##### RECORDS FOR THIS TASK #####
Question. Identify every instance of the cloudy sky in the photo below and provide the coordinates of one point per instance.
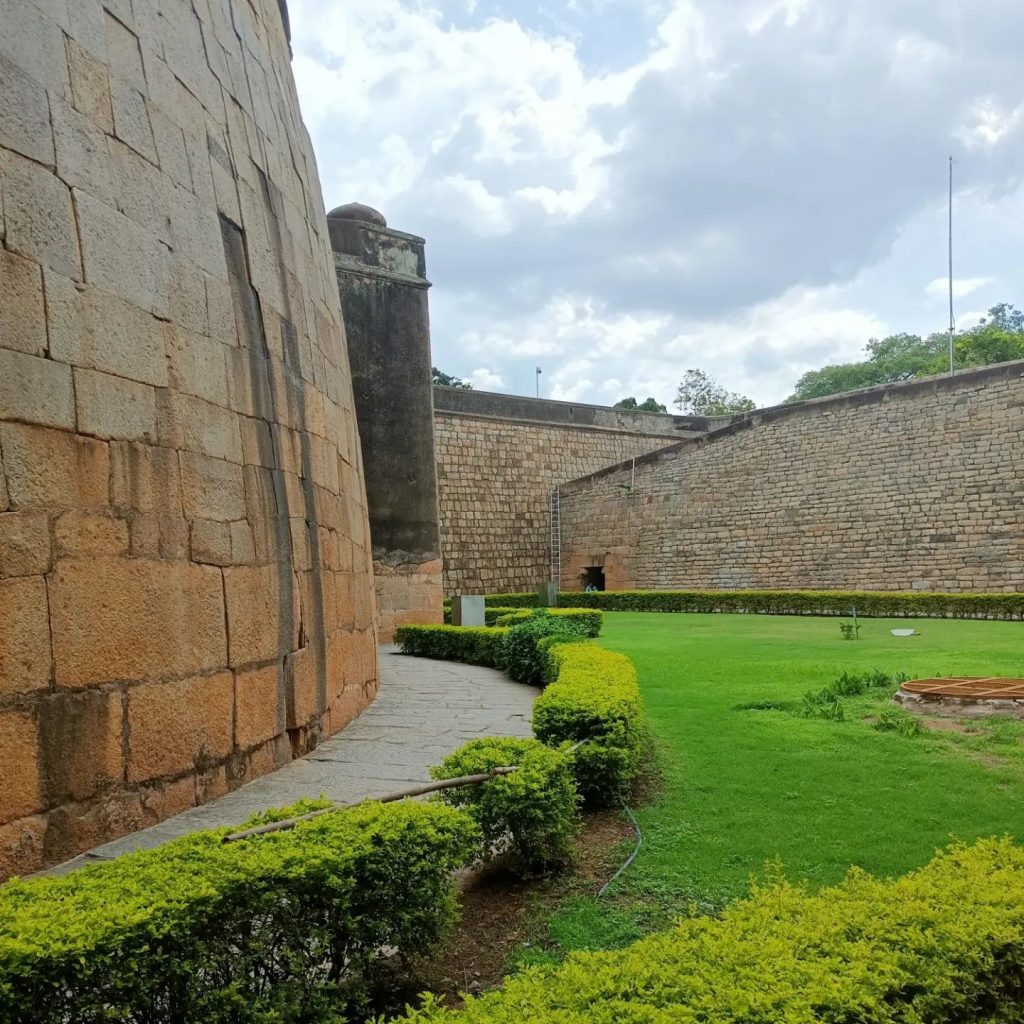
#####
##### RECORDS FOR THIS TASK #####
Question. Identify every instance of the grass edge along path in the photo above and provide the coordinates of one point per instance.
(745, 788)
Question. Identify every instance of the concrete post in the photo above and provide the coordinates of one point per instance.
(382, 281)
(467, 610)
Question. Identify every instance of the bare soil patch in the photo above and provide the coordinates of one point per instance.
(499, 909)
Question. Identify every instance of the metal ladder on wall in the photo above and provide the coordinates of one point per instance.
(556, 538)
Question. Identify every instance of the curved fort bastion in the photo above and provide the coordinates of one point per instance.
#####
##### RECORDS FOR THIS TASK #####
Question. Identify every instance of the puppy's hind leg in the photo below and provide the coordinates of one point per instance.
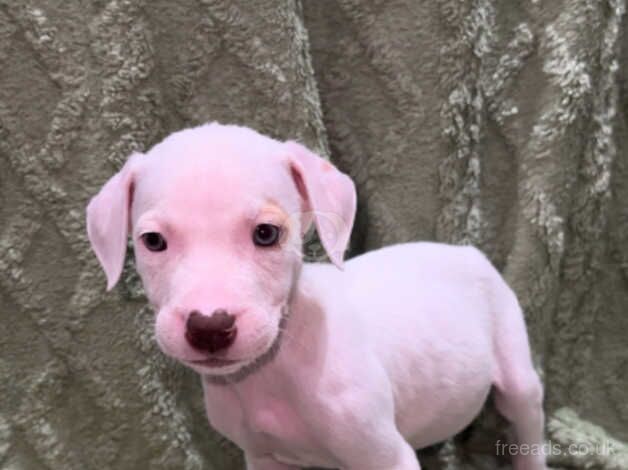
#####
> EXERCISE AIM: Copy out the rows verbatim, from the line with "Question. Identify every instance of the bare" to the line with "Question. Identify every instance of the curved", both included.

> TASK RESPONSE:
Question. Identify every instance of the bare soil patch in the photo above and provide the coordinates of one point per instance.
(499, 909)
Question. Identify every instance of the metal ladder on wall in the photo above and provide the coordinates of one point per instance.
(556, 538)
Question. Identify every instance of the curved fort bastion in the photo above and provide the coordinates of one point per instance.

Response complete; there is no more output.